___ Given records ___
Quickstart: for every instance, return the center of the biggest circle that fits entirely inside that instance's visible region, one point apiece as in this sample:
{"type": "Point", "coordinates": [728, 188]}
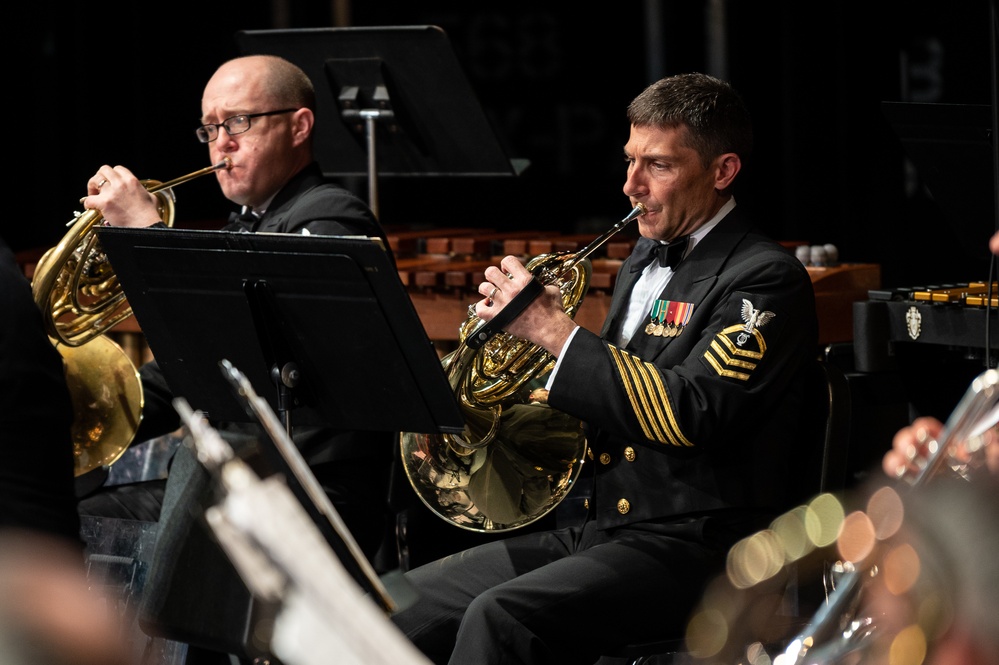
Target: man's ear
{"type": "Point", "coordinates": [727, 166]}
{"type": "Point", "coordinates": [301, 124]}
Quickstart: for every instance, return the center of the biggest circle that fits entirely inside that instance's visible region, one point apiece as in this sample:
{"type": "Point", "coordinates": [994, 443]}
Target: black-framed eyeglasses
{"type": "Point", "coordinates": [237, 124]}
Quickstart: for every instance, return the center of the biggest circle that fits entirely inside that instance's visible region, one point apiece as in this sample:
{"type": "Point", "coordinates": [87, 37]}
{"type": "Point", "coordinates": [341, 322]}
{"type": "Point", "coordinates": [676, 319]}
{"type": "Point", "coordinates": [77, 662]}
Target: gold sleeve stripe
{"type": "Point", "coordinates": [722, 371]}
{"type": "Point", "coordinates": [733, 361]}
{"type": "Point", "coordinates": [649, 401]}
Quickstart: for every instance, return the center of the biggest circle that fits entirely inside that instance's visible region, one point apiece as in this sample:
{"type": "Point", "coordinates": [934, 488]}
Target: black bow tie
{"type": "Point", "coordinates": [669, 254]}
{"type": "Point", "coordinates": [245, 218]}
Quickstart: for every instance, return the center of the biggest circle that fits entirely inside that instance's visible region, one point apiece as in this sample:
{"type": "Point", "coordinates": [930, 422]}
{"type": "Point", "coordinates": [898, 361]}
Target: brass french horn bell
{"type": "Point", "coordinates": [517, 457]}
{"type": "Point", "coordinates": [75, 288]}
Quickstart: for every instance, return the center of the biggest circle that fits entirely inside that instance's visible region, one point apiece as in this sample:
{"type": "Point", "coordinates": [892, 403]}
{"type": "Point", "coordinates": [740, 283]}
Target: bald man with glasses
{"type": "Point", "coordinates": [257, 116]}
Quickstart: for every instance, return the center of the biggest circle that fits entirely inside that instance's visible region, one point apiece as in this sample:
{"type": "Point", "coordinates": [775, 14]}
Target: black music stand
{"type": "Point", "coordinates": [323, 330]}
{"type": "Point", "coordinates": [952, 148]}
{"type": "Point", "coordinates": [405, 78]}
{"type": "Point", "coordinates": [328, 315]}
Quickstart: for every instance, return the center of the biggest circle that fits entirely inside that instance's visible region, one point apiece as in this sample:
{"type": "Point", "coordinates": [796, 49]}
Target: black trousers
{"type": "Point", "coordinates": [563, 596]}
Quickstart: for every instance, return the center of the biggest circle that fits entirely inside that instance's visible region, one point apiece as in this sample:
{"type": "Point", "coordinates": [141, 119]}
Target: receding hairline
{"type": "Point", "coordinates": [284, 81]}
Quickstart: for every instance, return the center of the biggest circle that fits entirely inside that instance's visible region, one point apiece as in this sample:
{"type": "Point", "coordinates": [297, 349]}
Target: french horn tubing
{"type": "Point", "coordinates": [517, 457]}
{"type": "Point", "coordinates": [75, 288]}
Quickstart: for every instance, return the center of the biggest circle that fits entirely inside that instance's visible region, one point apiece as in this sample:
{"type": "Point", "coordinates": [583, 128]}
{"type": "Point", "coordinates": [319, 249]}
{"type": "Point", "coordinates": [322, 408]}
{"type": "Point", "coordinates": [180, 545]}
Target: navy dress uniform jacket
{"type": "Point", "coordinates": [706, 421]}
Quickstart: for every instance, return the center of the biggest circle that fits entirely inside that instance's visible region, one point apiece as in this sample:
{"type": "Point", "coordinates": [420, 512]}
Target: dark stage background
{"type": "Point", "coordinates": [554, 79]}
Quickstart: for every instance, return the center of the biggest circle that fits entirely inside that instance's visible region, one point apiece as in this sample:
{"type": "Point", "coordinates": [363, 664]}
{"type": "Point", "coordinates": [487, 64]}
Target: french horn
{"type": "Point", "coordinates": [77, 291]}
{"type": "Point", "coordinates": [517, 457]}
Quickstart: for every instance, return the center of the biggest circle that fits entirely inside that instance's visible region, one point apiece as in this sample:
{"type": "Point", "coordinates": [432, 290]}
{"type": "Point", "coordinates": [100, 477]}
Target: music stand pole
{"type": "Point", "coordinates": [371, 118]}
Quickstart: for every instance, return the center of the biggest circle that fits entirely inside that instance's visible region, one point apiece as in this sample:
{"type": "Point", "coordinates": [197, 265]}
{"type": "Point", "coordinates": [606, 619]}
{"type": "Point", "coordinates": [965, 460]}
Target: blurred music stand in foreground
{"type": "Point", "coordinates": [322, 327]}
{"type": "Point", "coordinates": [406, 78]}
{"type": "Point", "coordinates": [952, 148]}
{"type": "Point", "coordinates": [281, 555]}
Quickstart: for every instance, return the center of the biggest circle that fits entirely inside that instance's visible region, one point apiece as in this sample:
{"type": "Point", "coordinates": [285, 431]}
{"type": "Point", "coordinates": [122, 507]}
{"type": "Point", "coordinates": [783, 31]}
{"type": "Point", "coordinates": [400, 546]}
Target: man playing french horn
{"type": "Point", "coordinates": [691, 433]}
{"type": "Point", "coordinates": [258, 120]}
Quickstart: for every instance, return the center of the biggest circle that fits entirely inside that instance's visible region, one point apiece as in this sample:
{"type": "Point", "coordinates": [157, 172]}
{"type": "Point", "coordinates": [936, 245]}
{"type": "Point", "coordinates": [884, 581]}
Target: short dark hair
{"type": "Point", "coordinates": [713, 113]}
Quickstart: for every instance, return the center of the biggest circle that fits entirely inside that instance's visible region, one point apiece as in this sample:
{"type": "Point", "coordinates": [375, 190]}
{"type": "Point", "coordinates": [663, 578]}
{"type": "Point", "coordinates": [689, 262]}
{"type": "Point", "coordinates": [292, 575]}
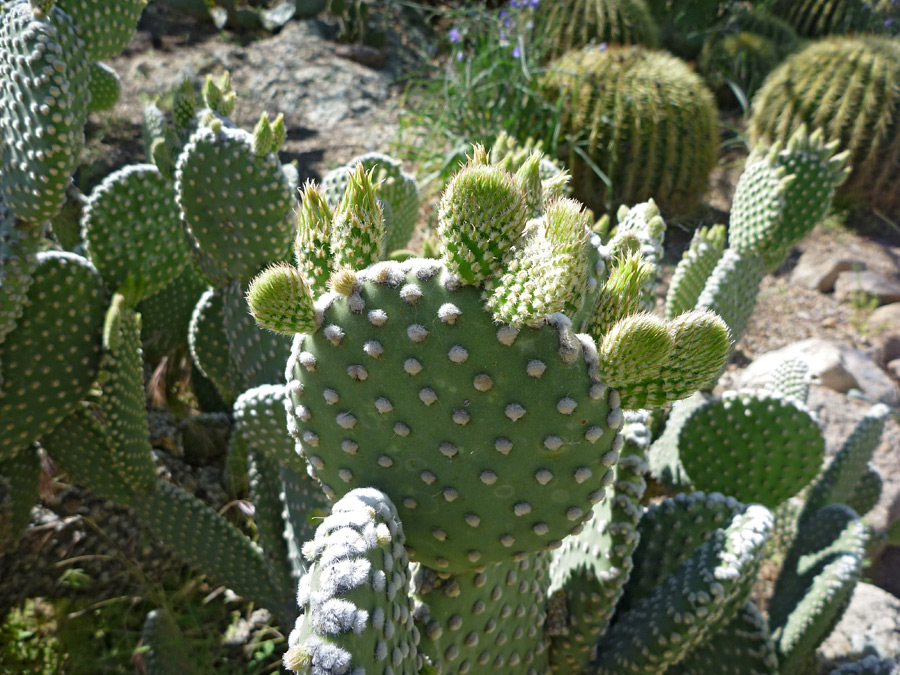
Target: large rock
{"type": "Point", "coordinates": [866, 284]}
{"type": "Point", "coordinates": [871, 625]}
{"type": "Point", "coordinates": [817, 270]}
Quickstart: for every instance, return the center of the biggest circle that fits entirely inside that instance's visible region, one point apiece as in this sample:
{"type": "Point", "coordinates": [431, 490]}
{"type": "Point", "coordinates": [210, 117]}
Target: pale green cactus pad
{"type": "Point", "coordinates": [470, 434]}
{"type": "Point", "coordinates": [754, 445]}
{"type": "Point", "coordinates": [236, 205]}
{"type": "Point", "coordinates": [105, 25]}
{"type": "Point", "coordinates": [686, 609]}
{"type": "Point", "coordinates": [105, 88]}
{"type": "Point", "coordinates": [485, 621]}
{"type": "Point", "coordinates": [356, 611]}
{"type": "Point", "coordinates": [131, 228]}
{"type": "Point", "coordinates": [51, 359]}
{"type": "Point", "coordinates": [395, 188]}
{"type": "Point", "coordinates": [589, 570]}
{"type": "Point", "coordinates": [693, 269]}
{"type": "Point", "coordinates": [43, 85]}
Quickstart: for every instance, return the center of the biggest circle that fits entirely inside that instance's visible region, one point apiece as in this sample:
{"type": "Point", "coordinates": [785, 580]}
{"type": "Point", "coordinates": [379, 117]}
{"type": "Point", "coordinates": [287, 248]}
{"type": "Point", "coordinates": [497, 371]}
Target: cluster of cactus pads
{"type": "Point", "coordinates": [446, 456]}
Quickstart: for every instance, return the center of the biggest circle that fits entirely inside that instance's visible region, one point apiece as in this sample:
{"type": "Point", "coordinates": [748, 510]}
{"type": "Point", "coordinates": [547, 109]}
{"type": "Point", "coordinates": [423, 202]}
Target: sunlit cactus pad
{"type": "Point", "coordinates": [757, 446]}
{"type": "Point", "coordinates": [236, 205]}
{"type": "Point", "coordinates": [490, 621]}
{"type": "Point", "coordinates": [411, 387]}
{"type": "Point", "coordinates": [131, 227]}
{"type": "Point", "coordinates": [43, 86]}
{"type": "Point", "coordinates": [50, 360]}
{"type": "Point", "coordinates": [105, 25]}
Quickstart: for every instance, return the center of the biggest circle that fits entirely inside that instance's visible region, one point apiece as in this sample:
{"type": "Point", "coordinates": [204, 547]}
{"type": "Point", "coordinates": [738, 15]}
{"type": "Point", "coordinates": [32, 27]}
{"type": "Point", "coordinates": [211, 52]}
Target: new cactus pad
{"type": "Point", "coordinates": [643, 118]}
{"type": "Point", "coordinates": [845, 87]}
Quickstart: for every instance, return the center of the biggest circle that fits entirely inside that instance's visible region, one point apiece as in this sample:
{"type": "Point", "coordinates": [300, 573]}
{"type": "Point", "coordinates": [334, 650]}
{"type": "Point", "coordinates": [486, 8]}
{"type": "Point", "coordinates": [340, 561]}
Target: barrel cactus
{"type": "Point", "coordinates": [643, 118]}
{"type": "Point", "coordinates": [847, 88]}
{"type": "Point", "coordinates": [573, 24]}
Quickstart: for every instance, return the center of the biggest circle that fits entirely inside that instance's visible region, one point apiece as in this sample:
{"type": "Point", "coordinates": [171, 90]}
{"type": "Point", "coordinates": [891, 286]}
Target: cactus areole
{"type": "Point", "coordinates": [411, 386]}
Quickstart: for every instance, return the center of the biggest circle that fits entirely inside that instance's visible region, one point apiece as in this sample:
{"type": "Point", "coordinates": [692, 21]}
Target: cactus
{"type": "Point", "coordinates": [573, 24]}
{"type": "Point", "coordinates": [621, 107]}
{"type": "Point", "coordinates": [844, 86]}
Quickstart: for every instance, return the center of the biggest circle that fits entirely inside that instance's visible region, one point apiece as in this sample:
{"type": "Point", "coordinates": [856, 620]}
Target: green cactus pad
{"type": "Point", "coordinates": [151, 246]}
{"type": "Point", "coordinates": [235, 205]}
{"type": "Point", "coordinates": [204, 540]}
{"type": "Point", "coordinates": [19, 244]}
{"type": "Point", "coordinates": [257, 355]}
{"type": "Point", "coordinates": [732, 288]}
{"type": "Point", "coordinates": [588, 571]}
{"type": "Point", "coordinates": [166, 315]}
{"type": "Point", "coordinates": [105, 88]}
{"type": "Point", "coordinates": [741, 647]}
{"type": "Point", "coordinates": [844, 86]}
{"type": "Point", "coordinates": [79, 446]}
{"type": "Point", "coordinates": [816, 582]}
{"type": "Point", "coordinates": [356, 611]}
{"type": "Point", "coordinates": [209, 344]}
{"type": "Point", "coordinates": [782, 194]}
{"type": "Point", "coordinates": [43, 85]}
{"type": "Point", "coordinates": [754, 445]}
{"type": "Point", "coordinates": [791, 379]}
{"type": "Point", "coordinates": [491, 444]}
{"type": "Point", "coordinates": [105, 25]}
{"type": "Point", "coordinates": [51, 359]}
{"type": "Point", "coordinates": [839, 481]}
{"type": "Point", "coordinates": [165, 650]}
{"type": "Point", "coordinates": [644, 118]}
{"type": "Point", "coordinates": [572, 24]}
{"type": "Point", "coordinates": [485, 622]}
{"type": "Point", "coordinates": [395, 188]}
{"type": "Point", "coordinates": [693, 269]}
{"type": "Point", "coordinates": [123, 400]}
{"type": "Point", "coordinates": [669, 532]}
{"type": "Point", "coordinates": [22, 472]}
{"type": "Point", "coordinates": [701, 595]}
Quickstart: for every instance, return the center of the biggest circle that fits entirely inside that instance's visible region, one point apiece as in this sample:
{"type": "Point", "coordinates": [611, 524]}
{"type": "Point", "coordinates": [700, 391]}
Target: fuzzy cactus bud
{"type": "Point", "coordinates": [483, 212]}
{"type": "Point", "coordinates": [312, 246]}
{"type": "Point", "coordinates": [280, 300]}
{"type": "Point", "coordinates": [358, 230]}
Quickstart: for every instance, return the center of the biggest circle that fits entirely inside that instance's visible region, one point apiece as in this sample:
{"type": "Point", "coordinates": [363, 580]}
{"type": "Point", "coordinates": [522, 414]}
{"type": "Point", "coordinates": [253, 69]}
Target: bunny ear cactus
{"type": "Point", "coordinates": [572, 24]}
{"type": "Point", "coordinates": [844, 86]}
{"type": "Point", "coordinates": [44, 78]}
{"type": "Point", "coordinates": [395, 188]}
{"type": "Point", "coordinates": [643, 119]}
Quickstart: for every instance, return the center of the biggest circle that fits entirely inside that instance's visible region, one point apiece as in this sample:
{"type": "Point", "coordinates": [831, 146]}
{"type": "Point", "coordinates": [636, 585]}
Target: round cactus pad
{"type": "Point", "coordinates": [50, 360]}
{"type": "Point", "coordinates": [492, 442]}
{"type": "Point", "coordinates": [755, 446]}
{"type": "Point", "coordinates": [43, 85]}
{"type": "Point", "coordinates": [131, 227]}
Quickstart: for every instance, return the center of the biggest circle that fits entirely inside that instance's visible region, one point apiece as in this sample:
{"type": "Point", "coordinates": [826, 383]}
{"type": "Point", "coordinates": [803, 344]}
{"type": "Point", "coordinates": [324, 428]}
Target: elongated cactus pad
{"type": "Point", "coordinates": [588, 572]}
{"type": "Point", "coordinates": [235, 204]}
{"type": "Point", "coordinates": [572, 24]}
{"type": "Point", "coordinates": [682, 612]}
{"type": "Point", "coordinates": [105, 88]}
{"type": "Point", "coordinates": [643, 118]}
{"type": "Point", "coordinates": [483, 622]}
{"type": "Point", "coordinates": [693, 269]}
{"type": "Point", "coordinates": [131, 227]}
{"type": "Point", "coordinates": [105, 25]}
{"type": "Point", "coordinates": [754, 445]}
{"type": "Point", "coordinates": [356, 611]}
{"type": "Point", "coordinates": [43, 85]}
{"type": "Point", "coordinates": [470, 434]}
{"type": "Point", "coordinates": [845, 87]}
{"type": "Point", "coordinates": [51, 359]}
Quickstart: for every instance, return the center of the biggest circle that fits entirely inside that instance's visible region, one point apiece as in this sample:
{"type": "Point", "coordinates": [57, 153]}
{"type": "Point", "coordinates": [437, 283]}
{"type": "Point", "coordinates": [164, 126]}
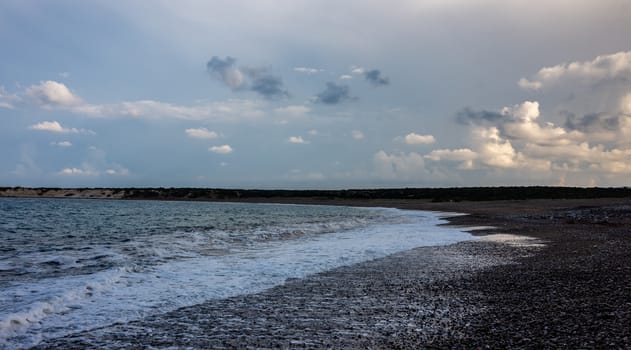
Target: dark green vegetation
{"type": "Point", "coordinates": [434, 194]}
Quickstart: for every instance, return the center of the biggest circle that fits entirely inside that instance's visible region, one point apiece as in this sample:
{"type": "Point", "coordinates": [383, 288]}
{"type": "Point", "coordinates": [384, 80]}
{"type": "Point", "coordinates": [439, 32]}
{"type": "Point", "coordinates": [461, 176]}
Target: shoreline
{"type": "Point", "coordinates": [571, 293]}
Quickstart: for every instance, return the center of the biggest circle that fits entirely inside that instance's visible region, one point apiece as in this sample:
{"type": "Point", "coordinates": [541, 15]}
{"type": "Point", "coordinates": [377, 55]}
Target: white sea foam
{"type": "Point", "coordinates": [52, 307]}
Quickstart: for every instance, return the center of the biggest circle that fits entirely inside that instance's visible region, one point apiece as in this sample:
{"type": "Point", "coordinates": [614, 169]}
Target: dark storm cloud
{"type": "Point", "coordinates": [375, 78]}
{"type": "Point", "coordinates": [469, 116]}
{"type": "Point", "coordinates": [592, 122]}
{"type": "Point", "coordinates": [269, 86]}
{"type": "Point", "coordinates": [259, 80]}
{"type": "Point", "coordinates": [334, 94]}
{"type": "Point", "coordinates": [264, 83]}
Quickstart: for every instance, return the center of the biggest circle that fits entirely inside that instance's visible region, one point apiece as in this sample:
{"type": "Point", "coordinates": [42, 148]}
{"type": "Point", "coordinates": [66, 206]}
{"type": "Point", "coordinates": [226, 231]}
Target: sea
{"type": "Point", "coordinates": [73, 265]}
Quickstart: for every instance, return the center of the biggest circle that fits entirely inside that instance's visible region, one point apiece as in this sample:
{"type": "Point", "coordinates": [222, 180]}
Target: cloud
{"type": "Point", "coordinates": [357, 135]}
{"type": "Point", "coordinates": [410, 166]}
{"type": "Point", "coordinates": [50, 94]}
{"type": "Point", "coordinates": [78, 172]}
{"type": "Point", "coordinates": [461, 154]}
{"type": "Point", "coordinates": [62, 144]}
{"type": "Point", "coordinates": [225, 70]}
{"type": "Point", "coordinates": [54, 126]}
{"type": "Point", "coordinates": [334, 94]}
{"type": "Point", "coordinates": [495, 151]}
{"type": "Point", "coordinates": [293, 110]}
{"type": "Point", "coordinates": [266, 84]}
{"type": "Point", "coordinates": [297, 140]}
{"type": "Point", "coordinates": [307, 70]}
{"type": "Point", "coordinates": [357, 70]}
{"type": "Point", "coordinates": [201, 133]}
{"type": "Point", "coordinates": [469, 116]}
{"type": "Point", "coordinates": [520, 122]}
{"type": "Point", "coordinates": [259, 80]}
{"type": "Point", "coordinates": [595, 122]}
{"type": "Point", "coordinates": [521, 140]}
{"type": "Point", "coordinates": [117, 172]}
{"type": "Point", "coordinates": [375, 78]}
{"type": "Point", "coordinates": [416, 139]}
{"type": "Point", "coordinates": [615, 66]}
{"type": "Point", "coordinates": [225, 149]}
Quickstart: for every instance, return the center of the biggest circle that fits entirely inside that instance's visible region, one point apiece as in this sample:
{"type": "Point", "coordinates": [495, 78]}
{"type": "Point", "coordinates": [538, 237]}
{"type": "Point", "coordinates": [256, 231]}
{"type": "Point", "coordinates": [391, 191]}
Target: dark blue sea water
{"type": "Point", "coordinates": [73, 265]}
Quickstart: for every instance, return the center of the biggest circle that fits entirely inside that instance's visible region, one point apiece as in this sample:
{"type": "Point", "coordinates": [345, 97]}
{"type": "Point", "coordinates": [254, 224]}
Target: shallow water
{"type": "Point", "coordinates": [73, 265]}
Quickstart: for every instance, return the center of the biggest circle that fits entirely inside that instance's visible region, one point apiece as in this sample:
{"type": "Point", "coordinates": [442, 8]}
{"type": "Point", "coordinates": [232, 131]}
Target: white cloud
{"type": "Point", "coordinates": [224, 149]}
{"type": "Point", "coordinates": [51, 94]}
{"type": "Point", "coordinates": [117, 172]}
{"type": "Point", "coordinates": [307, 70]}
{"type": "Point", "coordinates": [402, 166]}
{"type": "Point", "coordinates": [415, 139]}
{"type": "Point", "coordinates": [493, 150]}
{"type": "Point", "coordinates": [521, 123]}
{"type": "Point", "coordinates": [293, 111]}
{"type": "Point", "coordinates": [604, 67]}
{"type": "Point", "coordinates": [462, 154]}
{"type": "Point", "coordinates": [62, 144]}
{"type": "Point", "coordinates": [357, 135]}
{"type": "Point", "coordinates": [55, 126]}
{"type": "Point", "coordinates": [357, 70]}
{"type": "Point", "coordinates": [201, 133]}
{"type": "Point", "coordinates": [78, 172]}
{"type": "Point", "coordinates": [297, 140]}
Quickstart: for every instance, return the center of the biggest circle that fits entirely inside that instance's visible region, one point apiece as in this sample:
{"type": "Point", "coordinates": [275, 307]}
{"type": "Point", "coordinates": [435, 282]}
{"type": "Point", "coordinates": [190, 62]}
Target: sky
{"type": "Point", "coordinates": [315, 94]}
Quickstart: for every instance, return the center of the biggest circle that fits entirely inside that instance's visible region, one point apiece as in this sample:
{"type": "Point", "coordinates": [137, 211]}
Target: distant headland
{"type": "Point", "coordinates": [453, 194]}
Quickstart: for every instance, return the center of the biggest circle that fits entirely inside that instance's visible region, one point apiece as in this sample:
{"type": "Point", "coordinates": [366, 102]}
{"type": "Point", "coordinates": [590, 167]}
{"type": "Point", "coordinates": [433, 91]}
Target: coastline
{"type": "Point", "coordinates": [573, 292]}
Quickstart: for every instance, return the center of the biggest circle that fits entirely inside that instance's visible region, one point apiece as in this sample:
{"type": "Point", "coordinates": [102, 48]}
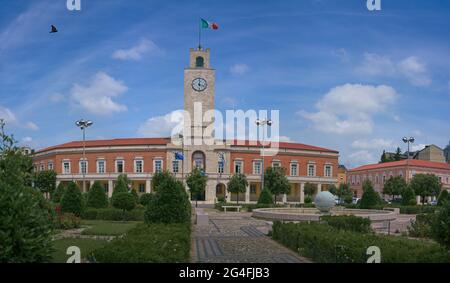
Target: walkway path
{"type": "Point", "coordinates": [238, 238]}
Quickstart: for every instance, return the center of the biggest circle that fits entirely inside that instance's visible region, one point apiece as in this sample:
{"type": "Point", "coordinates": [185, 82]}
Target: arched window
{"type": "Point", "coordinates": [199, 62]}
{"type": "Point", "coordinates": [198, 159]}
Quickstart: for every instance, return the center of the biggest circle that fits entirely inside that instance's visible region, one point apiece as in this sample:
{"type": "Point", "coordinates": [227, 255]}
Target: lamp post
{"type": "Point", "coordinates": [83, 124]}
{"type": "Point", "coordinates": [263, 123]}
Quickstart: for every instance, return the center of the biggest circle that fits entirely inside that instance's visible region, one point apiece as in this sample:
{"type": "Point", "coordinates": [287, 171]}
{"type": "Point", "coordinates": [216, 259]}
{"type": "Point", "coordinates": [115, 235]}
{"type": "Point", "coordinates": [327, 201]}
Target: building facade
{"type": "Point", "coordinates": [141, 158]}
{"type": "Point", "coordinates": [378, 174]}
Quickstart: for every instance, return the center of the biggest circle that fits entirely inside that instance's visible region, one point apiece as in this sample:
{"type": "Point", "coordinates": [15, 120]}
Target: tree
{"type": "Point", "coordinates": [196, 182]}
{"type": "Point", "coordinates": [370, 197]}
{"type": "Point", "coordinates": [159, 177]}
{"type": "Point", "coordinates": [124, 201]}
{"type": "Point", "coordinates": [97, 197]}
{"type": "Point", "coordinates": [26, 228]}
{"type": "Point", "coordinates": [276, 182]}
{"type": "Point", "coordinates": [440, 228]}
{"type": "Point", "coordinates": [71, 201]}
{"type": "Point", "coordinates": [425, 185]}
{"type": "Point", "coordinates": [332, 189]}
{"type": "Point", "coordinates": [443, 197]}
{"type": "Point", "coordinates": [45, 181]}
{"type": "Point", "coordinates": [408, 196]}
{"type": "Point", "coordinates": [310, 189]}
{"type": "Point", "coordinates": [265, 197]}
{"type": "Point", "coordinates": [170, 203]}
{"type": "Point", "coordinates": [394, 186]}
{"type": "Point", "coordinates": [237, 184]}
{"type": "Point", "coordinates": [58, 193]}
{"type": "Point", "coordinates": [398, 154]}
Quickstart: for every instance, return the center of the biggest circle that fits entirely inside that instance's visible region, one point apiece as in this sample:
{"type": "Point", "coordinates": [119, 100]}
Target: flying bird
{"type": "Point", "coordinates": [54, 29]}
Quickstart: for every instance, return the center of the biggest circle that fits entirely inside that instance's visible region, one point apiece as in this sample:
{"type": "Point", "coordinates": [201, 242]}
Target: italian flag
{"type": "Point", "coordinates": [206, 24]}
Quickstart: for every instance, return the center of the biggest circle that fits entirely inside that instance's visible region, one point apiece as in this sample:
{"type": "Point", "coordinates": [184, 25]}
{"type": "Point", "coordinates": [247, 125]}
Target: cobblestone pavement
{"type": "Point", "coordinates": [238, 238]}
___
Reproduce the lines above, starting at the first line and ending at the line that contains "Target: man's ear", with both of those included. Leave the pictures out of your copy.

Quickstart: for every instance, return the center of the biggest circle that fits entirely inside that instance's visible region, one point apiece as in this sample:
{"type": "Point", "coordinates": [728, 188]}
Target: man's ear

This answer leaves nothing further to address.